→ Stated exercise 1
In the sermon notes below, who was king of Assyria during the reign of Hezekiah?

→ Document
Please content admin for registration.
Isaiah 40:15-17 “The Nothingness of the Nations”
Last week: God is really, really, big and very, very powerful.
This week: God is really, really strong and very, very independent.
1. God is stronger than all humans and nations (15-17)
A. The pictures
God is stronger than the nations, the coastlands or islands, and ALL the nations. Compared to God they are puny and nothing. The words: counted, as or like and before him show that though the nations are big in our eyes, they are not in God’s eyes. This world is incredibly large and the nations are very powerful. But God is much bigger and much stronger.
Look at the pictures: a drop in a bucket. Like that last drop of water left after you shake out a pot that you washed. Or what’s left after someone in our house scrapes out the peanut butter jar. Like dust in the scales: it doesn’t affect the measurement. The isles of the coastlands are like dust thrown into the air. What flies away when you dust off your hands.
This does not mean that God does not care about the nations or the world. It doesn’t mean he has no plan for the world or for the nations. He does care. He does have a plan. All this shows that he is so much stronger than the biggest nation or continent.
B. The nations in Isaiah
God has a plan and will accomplish it- even among the nations. That is very clear in the first part of Isaiah (1-39). God decrees judgment on quite a few nations….and it happened.
13- Babylon, the main power of that day
14- Assyria, the main power than preceded Babylon
15- Moab, a small nations east of the Jordan River
17- Damascus- the capitol of Syria, just north of Israel
18- Cush, in North east Africa
19- Egypt
23- Tyre and Sidon, two port cities north of Israel
24- The whole earth!
God had a definite plan for the world at that time and he was strong enough to carry it out. The same is true today.
Fast forward to a few chapters before Isaiah 40, we find the story of Hezekiah and Sennacherib. Actually, it is the story of God versus Sennacherib. Sennacherib was king of Assyria during the reign of Hezekiah. He was vanquishing nations left and right—all according to God’s plan. In Isaiah 36, we find him on the doorstep of Jerusalem, intent on destroying it. I’ll read the account for you, and we’ll see who wins. I’ll read from the ESV, for a smoother read.

→ Stated exercise 2
Copy out the lines of the records that run from the line with "Reviewer note: every instance of the embossed" to the line with "column 500, row 799", including both of those lines.

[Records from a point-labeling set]
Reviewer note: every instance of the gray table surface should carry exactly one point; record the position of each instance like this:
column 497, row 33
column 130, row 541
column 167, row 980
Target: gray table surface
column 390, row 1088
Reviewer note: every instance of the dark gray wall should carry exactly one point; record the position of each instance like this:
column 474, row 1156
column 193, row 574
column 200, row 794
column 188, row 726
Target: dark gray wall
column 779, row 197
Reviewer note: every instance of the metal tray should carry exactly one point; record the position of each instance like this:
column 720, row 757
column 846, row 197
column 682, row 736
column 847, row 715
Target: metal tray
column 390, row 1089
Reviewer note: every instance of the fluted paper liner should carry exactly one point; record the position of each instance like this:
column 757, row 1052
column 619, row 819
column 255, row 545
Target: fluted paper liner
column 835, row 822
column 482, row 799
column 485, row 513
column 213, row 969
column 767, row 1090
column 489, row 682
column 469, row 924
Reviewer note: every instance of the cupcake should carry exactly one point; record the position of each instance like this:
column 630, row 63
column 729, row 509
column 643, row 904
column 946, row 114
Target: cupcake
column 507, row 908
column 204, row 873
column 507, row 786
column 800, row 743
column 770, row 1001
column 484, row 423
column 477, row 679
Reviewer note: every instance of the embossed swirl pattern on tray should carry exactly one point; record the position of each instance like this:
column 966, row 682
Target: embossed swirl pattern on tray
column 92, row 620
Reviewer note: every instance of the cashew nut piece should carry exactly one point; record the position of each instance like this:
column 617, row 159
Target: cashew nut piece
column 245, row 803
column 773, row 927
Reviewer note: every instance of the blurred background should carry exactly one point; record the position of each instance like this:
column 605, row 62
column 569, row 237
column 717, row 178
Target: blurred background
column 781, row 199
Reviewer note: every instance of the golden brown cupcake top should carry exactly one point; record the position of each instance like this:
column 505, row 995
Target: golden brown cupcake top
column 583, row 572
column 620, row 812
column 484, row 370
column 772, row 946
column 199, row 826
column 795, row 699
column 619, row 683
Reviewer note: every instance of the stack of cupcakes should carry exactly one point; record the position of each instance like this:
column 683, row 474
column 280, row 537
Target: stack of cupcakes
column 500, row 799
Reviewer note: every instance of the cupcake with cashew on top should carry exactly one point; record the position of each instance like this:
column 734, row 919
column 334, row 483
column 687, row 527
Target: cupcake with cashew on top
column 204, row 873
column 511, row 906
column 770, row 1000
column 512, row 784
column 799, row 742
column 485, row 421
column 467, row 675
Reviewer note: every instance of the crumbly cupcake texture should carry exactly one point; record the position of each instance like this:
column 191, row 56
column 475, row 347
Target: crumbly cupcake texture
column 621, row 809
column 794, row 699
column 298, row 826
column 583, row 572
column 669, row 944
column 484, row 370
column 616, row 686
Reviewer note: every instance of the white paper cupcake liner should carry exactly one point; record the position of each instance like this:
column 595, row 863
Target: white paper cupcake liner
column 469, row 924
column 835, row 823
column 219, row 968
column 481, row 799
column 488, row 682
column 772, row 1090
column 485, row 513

→ Final result 1
Sennacherib

→ Final result 2
Reviewer note: every instance of the embossed swirl pattern on tray should carry exactly one point; record the position of each instance like this:
column 966, row 682
Target: embossed swirl pattern on tray
column 92, row 620
Reviewer note: every instance of the cashew nut piece should carry exactly one point; record the position of each instance like this:
column 617, row 159
Target: cashew nut piece
column 245, row 803
column 773, row 927
Reviewer note: every instance of the blurred background should carry exactly one point; record the position of each instance like this:
column 605, row 62
column 569, row 237
column 717, row 178
Target: blurred background
column 781, row 199
Reviewer note: every instance of the golden brown cupcake top should carry exactly one point; record the position of each instance like this:
column 505, row 995
Target: golden brown cupcake top
column 583, row 572
column 620, row 812
column 484, row 370
column 772, row 946
column 199, row 826
column 795, row 699
column 619, row 683
Reviewer note: every instance of the stack of cupcakes should carry exactly one point; record the position of each instance like this:
column 683, row 474
column 280, row 537
Target: stack of cupcakes
column 500, row 799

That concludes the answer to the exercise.